- **Page extract**
[Start of section]
# Shot gun question?



## joerugz (Feb 28, 2007)

I have a Winchester model #1300 12 gage pump. When I shoot it, the action comes back about half way open. Is this right?


----------



## Smallmouth Crazy (Apr 4, 2006)

During the guns recoil you might be pulling back on the slide somewhat without really knowing it...once you shoot that gun is automatically ready for you to rack another shell in the chamber..thats the only thing I can think of right off hand...if its not that you might have a problem for a smith to look into.


----------



## freyedknot (Apr 10, 2004)

not if you are holding the forearm to keep it closed????? i had the same gun and used to shoot it 1 handed and yes it would open up if i did not have a hand on the forearm.


----------



## Smallmouth Crazy (Apr 4, 2006)

freyedknot said:


> not if you are holding the forearm to keep it closed????? i had the same gun and used to shoot it 1 handed and yes it would open up if i did not have a hand on the forearm.


My thought was that as the gun is recoiling backwards if his hand for some reason is coming backwards as well then that might be why its opening up


----------



## M.Magis (Apr 5, 2004)

> My thought was that as the gun is recoiling backwards if his hand for some reason is coming backwards as well then that might be why its opening up


I would guess that's the case as well. I know my action opens when I shoot 3.5" turkey loads. I'm so glad to still have all my teeth after a shot, I don't worry about it.


----------



## joerugz (Feb 28, 2007)

When sighting in, the gun was resting and opened upon discharge. I then held it in a shooting stance and it only opened halfway with my hand on the pump. Is this something to look into or nothing to worry about? The gun is in excellent condition, clean and well taken care of.


----------



## freyedknot (Apr 10, 2004)

the forearm is connected directly to the bolt and should not open if you held it closed. if it still opens when held closed it may need to be looked at. mi 1300 was from 1970 era and was built very well.i am not sure about the newere guns even the 870'sare nowhere near the same quality.
[End of section]
- **Request 1**
Decide whether each statement below agrees with the shotgun thread above. For each, answer yes or no and quote the words from the thread that decide it.
(a) The first poster owns a Winchester model 1300 12-gauge pump.
(b) freyedknot's own 1300 dated from the 1990s.
(c) M.Magis says the action opens when firing 3.5" turkey loads.
- **Request 2**
In the shotgun thread above, what does freyedknot say the forearm is connected to?
- **Request 3**
List every username that appears as a poster in the shotgun thread above, naming each one only once.

- **Material provided**
[Start of section]
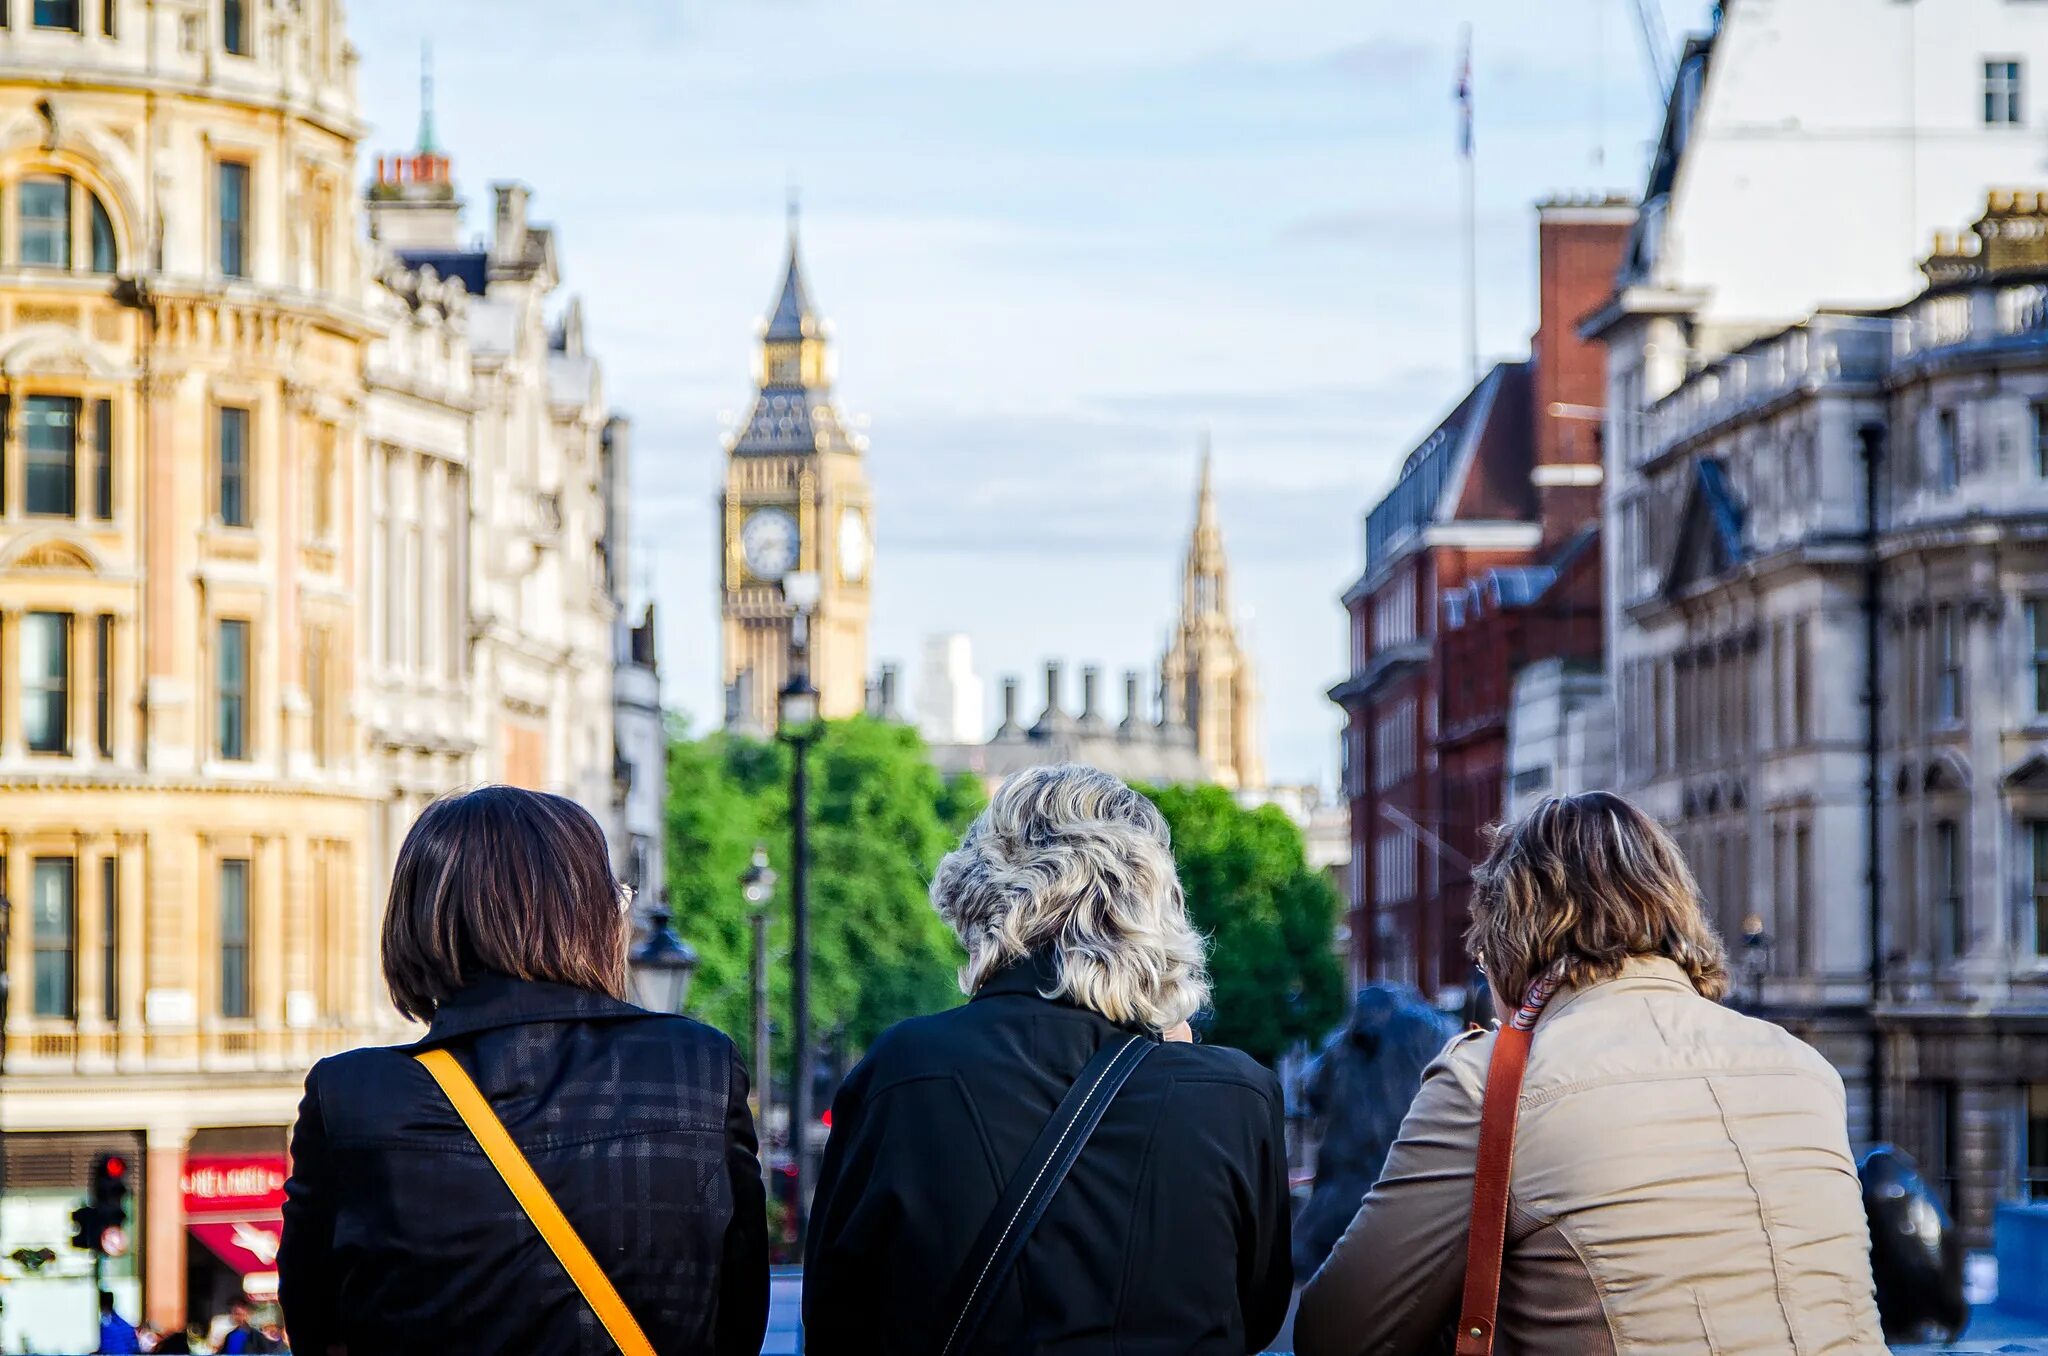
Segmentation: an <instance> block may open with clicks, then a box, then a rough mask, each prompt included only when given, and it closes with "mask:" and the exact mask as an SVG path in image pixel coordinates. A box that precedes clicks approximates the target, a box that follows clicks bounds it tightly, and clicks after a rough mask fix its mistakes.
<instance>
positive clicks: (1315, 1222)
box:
[End of section]
- **Answer 1**
(a) Yes: "I have a Winchester model #1300 12 gage pump."
(b) No: "mi 1300 was from 1970 era and was built very well."
(c) Yes: "I know my action opens when I shoot 3.5" turkey loads."

- **Answer 2**
The forearm is connected directly to the bolt.

- **Answer 3**
joerugz, Smallmouth Crazy, freyedknot, M.Magis